BEGIN
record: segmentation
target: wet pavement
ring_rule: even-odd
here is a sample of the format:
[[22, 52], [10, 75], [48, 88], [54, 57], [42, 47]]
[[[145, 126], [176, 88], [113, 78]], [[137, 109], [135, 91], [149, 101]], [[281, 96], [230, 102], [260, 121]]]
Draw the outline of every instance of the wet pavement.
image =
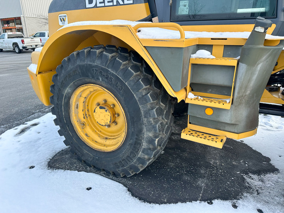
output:
[[278, 173], [269, 158], [242, 142], [228, 139], [220, 149], [180, 139], [187, 119], [186, 116], [176, 118], [162, 154], [130, 178], [89, 168], [77, 160], [70, 148], [52, 157], [48, 167], [99, 174], [122, 184], [140, 200], [158, 204], [238, 200], [245, 193], [258, 193], [251, 190], [246, 177]]

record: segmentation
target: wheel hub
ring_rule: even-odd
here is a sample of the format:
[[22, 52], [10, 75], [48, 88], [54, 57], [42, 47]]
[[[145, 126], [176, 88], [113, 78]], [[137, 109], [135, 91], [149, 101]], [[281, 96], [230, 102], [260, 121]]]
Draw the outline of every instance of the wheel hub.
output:
[[70, 118], [78, 136], [96, 150], [114, 151], [126, 137], [127, 123], [121, 105], [101, 86], [85, 84], [75, 90], [70, 100]]
[[110, 105], [104, 104], [95, 108], [94, 118], [101, 126], [107, 126], [115, 121], [115, 110]]

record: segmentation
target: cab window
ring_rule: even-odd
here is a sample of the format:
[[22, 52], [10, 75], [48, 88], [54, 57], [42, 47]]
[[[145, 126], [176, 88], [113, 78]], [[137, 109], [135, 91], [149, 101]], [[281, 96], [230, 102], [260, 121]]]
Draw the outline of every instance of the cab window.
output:
[[240, 19], [276, 16], [276, 0], [173, 0], [171, 21]]

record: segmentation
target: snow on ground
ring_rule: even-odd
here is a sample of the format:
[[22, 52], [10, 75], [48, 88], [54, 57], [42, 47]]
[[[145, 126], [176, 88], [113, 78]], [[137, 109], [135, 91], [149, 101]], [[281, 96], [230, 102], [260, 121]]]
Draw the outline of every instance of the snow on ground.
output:
[[[284, 212], [284, 118], [260, 115], [258, 134], [243, 139], [270, 158], [280, 174], [248, 177], [252, 190], [261, 193], [245, 194], [236, 201], [237, 209], [231, 202], [219, 200], [213, 205], [149, 204], [98, 175], [47, 170], [49, 159], [66, 148], [54, 118], [48, 113], [0, 135], [0, 213], [257, 213], [257, 208], [265, 213]], [[270, 144], [264, 142], [267, 139]]]

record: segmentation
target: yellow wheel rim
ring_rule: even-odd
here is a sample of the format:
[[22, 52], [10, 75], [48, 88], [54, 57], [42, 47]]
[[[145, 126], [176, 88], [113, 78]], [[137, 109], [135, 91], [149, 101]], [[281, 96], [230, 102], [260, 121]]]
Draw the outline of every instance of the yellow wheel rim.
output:
[[74, 91], [70, 117], [80, 138], [96, 150], [114, 151], [125, 139], [127, 122], [122, 106], [110, 92], [100, 86], [85, 84]]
END
Rescale the items from the start up to and including the line containing "121], [115, 110]]". Repeat every line, requests included, with each coordinate in the answers multiplied by 0.9 and rounded to a whole number (halves up), leaving the requests and their format samples unchanged and omitting the pictures.

Result of this exercise >>
record: segmentation
target: wet pavement
ring_rule: even-odd
here is a sample of the format:
[[22, 52], [10, 75], [48, 88], [54, 57], [42, 47]]
[[[145, 126], [176, 88], [113, 78]], [[137, 109], [135, 91], [149, 101]], [[281, 96], [230, 102], [260, 121]]]
Draw the outline of every instance of the wet pavement.
image =
output:
[[250, 156], [242, 142], [218, 128], [205, 125], [198, 134], [162, 125], [168, 107], [167, 104], [158, 106], [146, 139], [117, 160], [80, 151], [69, 144], [63, 133], [47, 141], [43, 150], [89, 157], [110, 166], [126, 180], [142, 184], [214, 180], [221, 174], [232, 174], [226, 171], [221, 159]]

record: segmentation
target: wheel hub
ring_rule: even-odd
here is a sample of the format:
[[22, 52], [10, 75], [48, 88], [54, 57], [42, 47]]
[[[145, 126], [176, 88], [113, 78]], [[137, 109], [135, 91], [149, 101]], [[281, 96], [230, 102], [260, 121]]]
Draw the outline of every instance of the wheel hub.
output:
[[63, 106], [70, 122], [86, 135], [103, 136], [113, 123], [114, 111], [109, 95], [91, 77], [77, 76], [68, 81], [63, 90]]
[[99, 95], [94, 94], [86, 97], [85, 106], [91, 113], [96, 113], [104, 109], [104, 99]]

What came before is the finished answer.